■ To-do list:
- a) Please duplicate the network monitoring patent excerpt, everything from "27. A computer" down to "data response time.".
- b) List the devices that the network monitoring patent excerpt says often link computers within a network.

■ Selected excerpt:
● ● ●

26. A method for monitoring a computer network, wherein said computer network is of the type comprising at least one electronic device operatively associated between a first computer and a second computer, said method comprising:
establishing a first preselected data transfer time between said first computer and said at least one electronic device;
establishing a second preselected data transfer time between said at least one electronic device and said second computer;
executing a trace route routine to measure a first actual data transfer time between said first computer and said at least one electronic device;
executing a trace route routine to measure a second actual data transfer time between said at least one electronic device and said second computer;
comparing said first preselected data transfer time to said first actual data transfer time;
comparing said second preselected data transfer time to said second actual data transfer time; and
providing an indication if either said first actual data transfer time is greater than said first preselected data transfer time or if said second actual data transfer time is greater than said second preselected data transfer time.
27. A computer network monitoring device comprising:
measuring means for measuring the data response time between a first computer and at least one electronic device;
comparing means for comparing the measured data response time between said first computer and said at least one electronic device to a preselected data response time; and
indicating means for providing an indication if said measured data response time is greater than said preselected data response time.
Description
TECHNICAL FIELD OF THE INVENTION

[0001] The present invention relates to monitoring a computer network and, more particularly, to notifying a network administrator of increased latency problems within the network.

BACKGROUND OF THE INVENTION

[0002] A computer network links several computers together, which provides for data transfer and thus, communications, between the several computers. The computers within a network are often linked together via a plurality of devices including repeaters, switches, and routers. These devices serve to route data between selected computers within the network. For example, a data packet may originate at a first computer and may be intended to be transferred to a second computer. The devices within the network communicate with each other to establish a path for the transfer of data between the first computer and the second computer. The devices within a network that communicate with each other are sometimes referred to as network nodes or simply nodes.

● ● ●

■ Given records:
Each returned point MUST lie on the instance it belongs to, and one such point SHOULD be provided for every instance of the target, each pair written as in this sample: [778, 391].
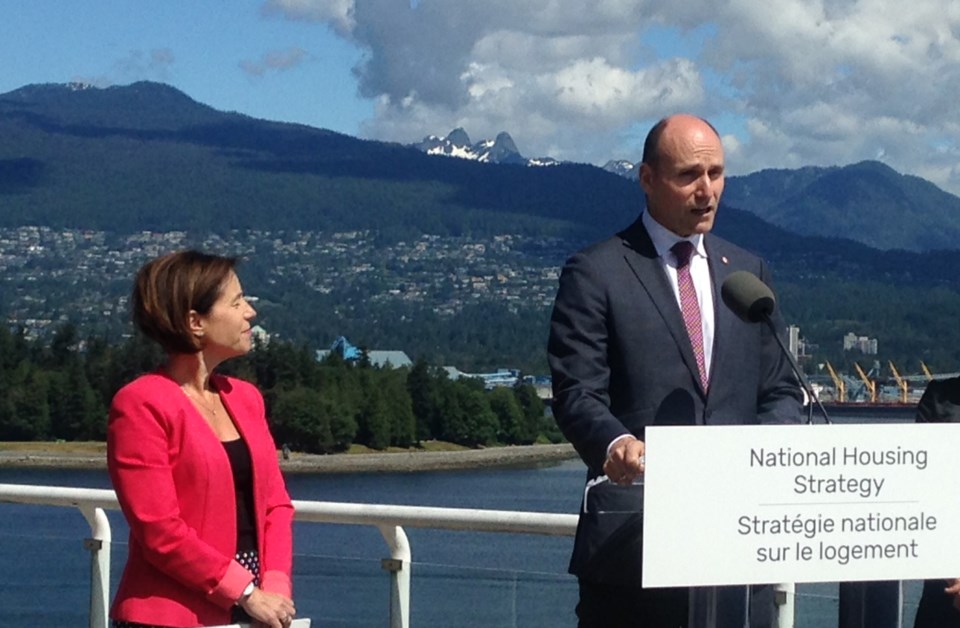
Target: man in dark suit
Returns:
[624, 354]
[939, 605]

● ● ●

■ Replies:
- a)
27. A computer network monitoring device comprising:
measuring means for measuring the data response time between a first computer and at least one electronic device;
comparing means for comparing the measured data response time between said first computer and said at least one electronic device to a preselected data response time; and
indicating means for providing an indication if said measured data response time is greater than said preselected data response time.

- b) Repeaters, switches, routers